• Problem details: Beginning with the line that contains "Which element on screen is the clear", transcribe the rest of the listing below exactly, including its last line, and exclude any pictures.

• Data for processing:
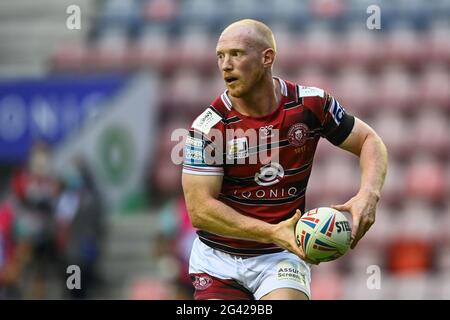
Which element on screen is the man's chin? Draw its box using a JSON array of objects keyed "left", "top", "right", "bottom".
[{"left": 227, "top": 87, "right": 245, "bottom": 98}]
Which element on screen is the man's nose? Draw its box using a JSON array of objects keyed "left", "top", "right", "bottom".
[{"left": 221, "top": 56, "right": 233, "bottom": 71}]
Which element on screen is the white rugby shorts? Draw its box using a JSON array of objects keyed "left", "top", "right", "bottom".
[{"left": 189, "top": 237, "right": 312, "bottom": 299}]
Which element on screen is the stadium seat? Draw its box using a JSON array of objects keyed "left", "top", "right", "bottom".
[
  {"left": 405, "top": 155, "right": 448, "bottom": 203},
  {"left": 343, "top": 273, "right": 393, "bottom": 300},
  {"left": 361, "top": 203, "right": 395, "bottom": 247},
  {"left": 164, "top": 68, "right": 204, "bottom": 107},
  {"left": 436, "top": 205, "right": 450, "bottom": 245},
  {"left": 384, "top": 26, "right": 424, "bottom": 65},
  {"left": 391, "top": 273, "right": 429, "bottom": 299},
  {"left": 172, "top": 26, "right": 215, "bottom": 70},
  {"left": 319, "top": 153, "right": 360, "bottom": 200},
  {"left": 89, "top": 27, "right": 129, "bottom": 69},
  {"left": 333, "top": 67, "right": 375, "bottom": 116},
  {"left": 292, "top": 66, "right": 332, "bottom": 91},
  {"left": 370, "top": 109, "right": 413, "bottom": 159},
  {"left": 134, "top": 24, "right": 170, "bottom": 67},
  {"left": 419, "top": 65, "right": 450, "bottom": 110},
  {"left": 376, "top": 65, "right": 417, "bottom": 112},
  {"left": 342, "top": 29, "right": 381, "bottom": 67},
  {"left": 412, "top": 108, "right": 450, "bottom": 157},
  {"left": 435, "top": 274, "right": 450, "bottom": 299},
  {"left": 302, "top": 28, "right": 338, "bottom": 67},
  {"left": 427, "top": 21, "right": 450, "bottom": 64},
  {"left": 311, "top": 266, "right": 344, "bottom": 300},
  {"left": 142, "top": 0, "right": 179, "bottom": 22}
]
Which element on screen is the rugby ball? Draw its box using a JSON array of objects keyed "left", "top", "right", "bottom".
[{"left": 295, "top": 207, "right": 351, "bottom": 263}]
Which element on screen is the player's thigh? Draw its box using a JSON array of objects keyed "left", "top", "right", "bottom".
[
  {"left": 260, "top": 288, "right": 309, "bottom": 300},
  {"left": 250, "top": 252, "right": 311, "bottom": 300}
]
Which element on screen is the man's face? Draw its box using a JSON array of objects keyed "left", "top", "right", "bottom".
[{"left": 216, "top": 34, "right": 265, "bottom": 98}]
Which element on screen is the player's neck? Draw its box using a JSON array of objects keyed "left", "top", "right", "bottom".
[{"left": 230, "top": 76, "right": 280, "bottom": 118}]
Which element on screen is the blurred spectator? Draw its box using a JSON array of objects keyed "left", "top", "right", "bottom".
[
  {"left": 155, "top": 195, "right": 196, "bottom": 299},
  {"left": 0, "top": 197, "right": 32, "bottom": 299},
  {"left": 55, "top": 157, "right": 106, "bottom": 299},
  {"left": 9, "top": 141, "right": 59, "bottom": 299},
  {"left": 146, "top": 119, "right": 196, "bottom": 299}
]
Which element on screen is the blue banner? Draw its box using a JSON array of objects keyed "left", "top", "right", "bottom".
[{"left": 0, "top": 74, "right": 126, "bottom": 163}]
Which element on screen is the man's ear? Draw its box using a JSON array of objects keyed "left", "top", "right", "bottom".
[{"left": 262, "top": 48, "right": 276, "bottom": 68}]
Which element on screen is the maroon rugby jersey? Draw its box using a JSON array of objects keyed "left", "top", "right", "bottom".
[{"left": 183, "top": 77, "right": 354, "bottom": 255}]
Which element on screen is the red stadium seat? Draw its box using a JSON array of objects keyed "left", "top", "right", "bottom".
[
  {"left": 333, "top": 67, "right": 375, "bottom": 116},
  {"left": 134, "top": 26, "right": 170, "bottom": 67},
  {"left": 419, "top": 65, "right": 450, "bottom": 110},
  {"left": 412, "top": 109, "right": 450, "bottom": 157},
  {"left": 376, "top": 65, "right": 418, "bottom": 112},
  {"left": 319, "top": 153, "right": 360, "bottom": 200},
  {"left": 343, "top": 29, "right": 382, "bottom": 67},
  {"left": 292, "top": 66, "right": 332, "bottom": 91},
  {"left": 370, "top": 109, "right": 413, "bottom": 159},
  {"left": 383, "top": 28, "right": 424, "bottom": 65},
  {"left": 143, "top": 0, "right": 179, "bottom": 22},
  {"left": 311, "top": 266, "right": 343, "bottom": 300},
  {"left": 405, "top": 156, "right": 448, "bottom": 203},
  {"left": 164, "top": 69, "right": 205, "bottom": 110},
  {"left": 302, "top": 29, "right": 339, "bottom": 67},
  {"left": 171, "top": 27, "right": 215, "bottom": 70},
  {"left": 88, "top": 29, "right": 129, "bottom": 70},
  {"left": 426, "top": 23, "right": 450, "bottom": 64}
]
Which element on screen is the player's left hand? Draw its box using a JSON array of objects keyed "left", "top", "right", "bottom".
[{"left": 331, "top": 191, "right": 379, "bottom": 249}]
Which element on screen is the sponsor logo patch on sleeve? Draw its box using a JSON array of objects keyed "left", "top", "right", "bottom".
[
  {"left": 192, "top": 108, "right": 222, "bottom": 134},
  {"left": 328, "top": 97, "right": 346, "bottom": 125},
  {"left": 299, "top": 86, "right": 324, "bottom": 98},
  {"left": 184, "top": 148, "right": 204, "bottom": 163},
  {"left": 185, "top": 136, "right": 204, "bottom": 148}
]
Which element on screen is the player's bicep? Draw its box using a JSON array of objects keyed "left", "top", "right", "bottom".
[
  {"left": 338, "top": 117, "right": 375, "bottom": 156},
  {"left": 182, "top": 173, "right": 223, "bottom": 202},
  {"left": 182, "top": 173, "right": 223, "bottom": 226}
]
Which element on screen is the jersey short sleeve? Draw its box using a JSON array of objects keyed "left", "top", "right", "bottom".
[
  {"left": 182, "top": 107, "right": 225, "bottom": 176},
  {"left": 320, "top": 92, "right": 355, "bottom": 145},
  {"left": 299, "top": 86, "right": 355, "bottom": 146}
]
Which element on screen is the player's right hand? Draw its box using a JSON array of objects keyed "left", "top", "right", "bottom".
[{"left": 271, "top": 209, "right": 319, "bottom": 265}]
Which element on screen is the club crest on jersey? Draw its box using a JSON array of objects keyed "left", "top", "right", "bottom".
[
  {"left": 288, "top": 123, "right": 309, "bottom": 147},
  {"left": 227, "top": 137, "right": 248, "bottom": 159},
  {"left": 192, "top": 275, "right": 213, "bottom": 291}
]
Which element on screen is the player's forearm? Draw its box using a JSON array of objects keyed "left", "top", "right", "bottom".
[
  {"left": 358, "top": 133, "right": 388, "bottom": 200},
  {"left": 188, "top": 197, "right": 276, "bottom": 244}
]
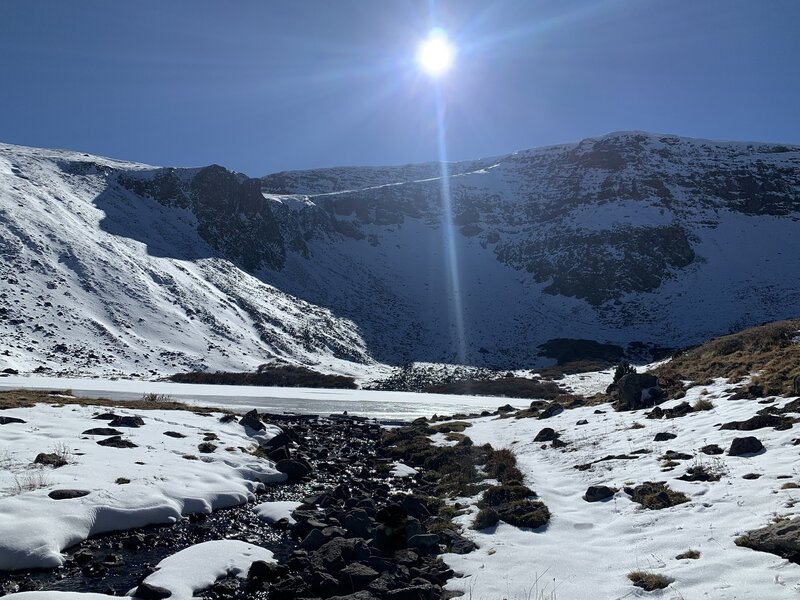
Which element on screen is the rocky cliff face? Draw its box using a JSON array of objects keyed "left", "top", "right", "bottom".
[{"left": 1, "top": 132, "right": 799, "bottom": 375}]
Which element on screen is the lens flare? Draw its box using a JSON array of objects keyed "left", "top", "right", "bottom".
[{"left": 416, "top": 29, "right": 455, "bottom": 77}]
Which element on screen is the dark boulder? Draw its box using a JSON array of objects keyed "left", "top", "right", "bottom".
[
  {"left": 92, "top": 412, "right": 119, "bottom": 421},
  {"left": 583, "top": 485, "right": 614, "bottom": 502},
  {"left": 276, "top": 458, "right": 312, "bottom": 482},
  {"left": 721, "top": 414, "right": 793, "bottom": 431},
  {"left": 0, "top": 416, "right": 25, "bottom": 425},
  {"left": 729, "top": 436, "right": 764, "bottom": 456},
  {"left": 538, "top": 403, "right": 564, "bottom": 419},
  {"left": 239, "top": 409, "right": 264, "bottom": 432},
  {"left": 34, "top": 452, "right": 68, "bottom": 468},
  {"left": 108, "top": 416, "right": 144, "bottom": 428},
  {"left": 534, "top": 427, "right": 558, "bottom": 442},
  {"left": 82, "top": 428, "right": 123, "bottom": 436},
  {"left": 344, "top": 509, "right": 372, "bottom": 538},
  {"left": 162, "top": 430, "right": 186, "bottom": 438},
  {"left": 407, "top": 534, "right": 439, "bottom": 552},
  {"left": 735, "top": 517, "right": 800, "bottom": 563},
  {"left": 48, "top": 489, "right": 90, "bottom": 500},
  {"left": 615, "top": 373, "right": 664, "bottom": 411},
  {"left": 133, "top": 582, "right": 171, "bottom": 599},
  {"left": 97, "top": 436, "right": 138, "bottom": 449},
  {"left": 653, "top": 432, "right": 677, "bottom": 442},
  {"left": 339, "top": 563, "right": 380, "bottom": 590}
]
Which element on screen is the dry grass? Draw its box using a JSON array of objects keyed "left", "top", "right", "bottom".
[
  {"left": 142, "top": 392, "right": 173, "bottom": 403},
  {"left": 675, "top": 549, "right": 700, "bottom": 560},
  {"left": 471, "top": 507, "right": 500, "bottom": 530},
  {"left": 628, "top": 571, "right": 672, "bottom": 591},
  {"left": 0, "top": 389, "right": 228, "bottom": 414},
  {"left": 692, "top": 398, "right": 715, "bottom": 411},
  {"left": 653, "top": 319, "right": 800, "bottom": 397},
  {"left": 13, "top": 470, "right": 51, "bottom": 494},
  {"left": 484, "top": 448, "right": 523, "bottom": 484}
]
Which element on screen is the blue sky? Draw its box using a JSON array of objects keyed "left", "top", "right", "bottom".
[{"left": 1, "top": 0, "right": 798, "bottom": 176}]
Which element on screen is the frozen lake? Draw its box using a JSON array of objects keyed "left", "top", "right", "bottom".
[{"left": 0, "top": 375, "right": 529, "bottom": 421}]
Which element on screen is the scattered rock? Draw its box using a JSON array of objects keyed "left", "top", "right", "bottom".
[
  {"left": 340, "top": 562, "right": 379, "bottom": 589},
  {"left": 538, "top": 403, "right": 564, "bottom": 419},
  {"left": 133, "top": 581, "right": 171, "bottom": 599},
  {"left": 0, "top": 416, "right": 25, "bottom": 425},
  {"left": 700, "top": 444, "right": 723, "bottom": 455},
  {"left": 81, "top": 428, "right": 123, "bottom": 436},
  {"left": 34, "top": 452, "right": 68, "bottom": 468},
  {"left": 240, "top": 409, "right": 265, "bottom": 431},
  {"left": 97, "top": 436, "right": 138, "bottom": 449},
  {"left": 197, "top": 442, "right": 217, "bottom": 453},
  {"left": 721, "top": 414, "right": 794, "bottom": 431},
  {"left": 646, "top": 401, "right": 692, "bottom": 420},
  {"left": 742, "top": 473, "right": 762, "bottom": 480},
  {"left": 533, "top": 427, "right": 558, "bottom": 442},
  {"left": 92, "top": 412, "right": 119, "bottom": 421},
  {"left": 108, "top": 416, "right": 144, "bottom": 428},
  {"left": 276, "top": 458, "right": 312, "bottom": 482},
  {"left": 729, "top": 436, "right": 764, "bottom": 456},
  {"left": 407, "top": 534, "right": 439, "bottom": 552},
  {"left": 653, "top": 432, "right": 677, "bottom": 442},
  {"left": 163, "top": 431, "right": 186, "bottom": 438},
  {"left": 48, "top": 489, "right": 90, "bottom": 500},
  {"left": 614, "top": 373, "right": 664, "bottom": 411},
  {"left": 584, "top": 485, "right": 614, "bottom": 502}
]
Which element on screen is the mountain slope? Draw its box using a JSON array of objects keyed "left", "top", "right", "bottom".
[
  {"left": 0, "top": 132, "right": 799, "bottom": 376},
  {"left": 0, "top": 144, "right": 374, "bottom": 377}
]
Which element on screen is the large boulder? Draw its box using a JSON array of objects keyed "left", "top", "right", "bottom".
[
  {"left": 736, "top": 517, "right": 800, "bottom": 562},
  {"left": 583, "top": 485, "right": 614, "bottom": 502},
  {"left": 276, "top": 458, "right": 312, "bottom": 482},
  {"left": 239, "top": 409, "right": 265, "bottom": 431},
  {"left": 729, "top": 436, "right": 765, "bottom": 456},
  {"left": 614, "top": 373, "right": 664, "bottom": 411}
]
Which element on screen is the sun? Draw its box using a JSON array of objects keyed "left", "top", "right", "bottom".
[{"left": 416, "top": 29, "right": 455, "bottom": 77}]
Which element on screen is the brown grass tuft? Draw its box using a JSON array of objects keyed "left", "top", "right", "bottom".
[{"left": 628, "top": 571, "right": 672, "bottom": 591}]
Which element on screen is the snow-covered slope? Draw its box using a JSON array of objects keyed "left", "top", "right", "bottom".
[
  {"left": 439, "top": 380, "right": 800, "bottom": 599},
  {"left": 1, "top": 132, "right": 799, "bottom": 376},
  {"left": 0, "top": 144, "right": 374, "bottom": 377}
]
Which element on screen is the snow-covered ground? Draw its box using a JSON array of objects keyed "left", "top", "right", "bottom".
[
  {"left": 439, "top": 380, "right": 800, "bottom": 599},
  {"left": 3, "top": 540, "right": 276, "bottom": 600},
  {"left": 0, "top": 376, "right": 530, "bottom": 420},
  {"left": 0, "top": 403, "right": 285, "bottom": 571}
]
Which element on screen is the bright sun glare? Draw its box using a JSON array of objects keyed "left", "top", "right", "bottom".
[{"left": 416, "top": 29, "right": 455, "bottom": 77}]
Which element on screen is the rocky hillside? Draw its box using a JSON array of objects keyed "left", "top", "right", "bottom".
[{"left": 0, "top": 132, "right": 799, "bottom": 375}]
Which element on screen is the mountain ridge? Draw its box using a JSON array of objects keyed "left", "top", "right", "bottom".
[{"left": 0, "top": 131, "right": 798, "bottom": 376}]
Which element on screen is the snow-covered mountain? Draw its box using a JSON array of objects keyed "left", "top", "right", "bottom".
[{"left": 1, "top": 132, "right": 799, "bottom": 376}]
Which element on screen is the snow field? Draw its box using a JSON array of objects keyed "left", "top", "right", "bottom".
[
  {"left": 440, "top": 380, "right": 800, "bottom": 599},
  {"left": 0, "top": 403, "right": 285, "bottom": 571}
]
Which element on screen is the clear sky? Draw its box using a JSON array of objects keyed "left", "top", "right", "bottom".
[{"left": 1, "top": 0, "right": 798, "bottom": 176}]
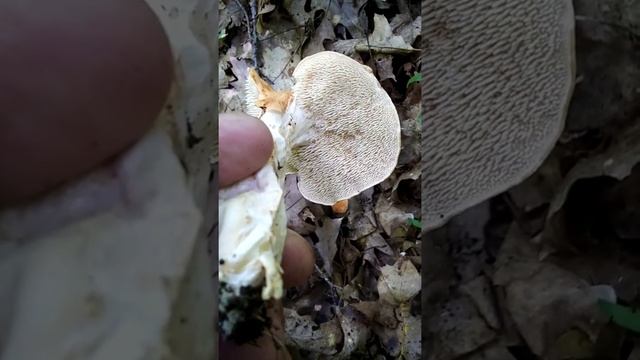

• Written reply:
Which element on screen is the clear sky? Draw its box using a JSON array of objects keyed "left", "top", "right", "bottom".
[{"left": 1, "top": 0, "right": 798, "bottom": 176}]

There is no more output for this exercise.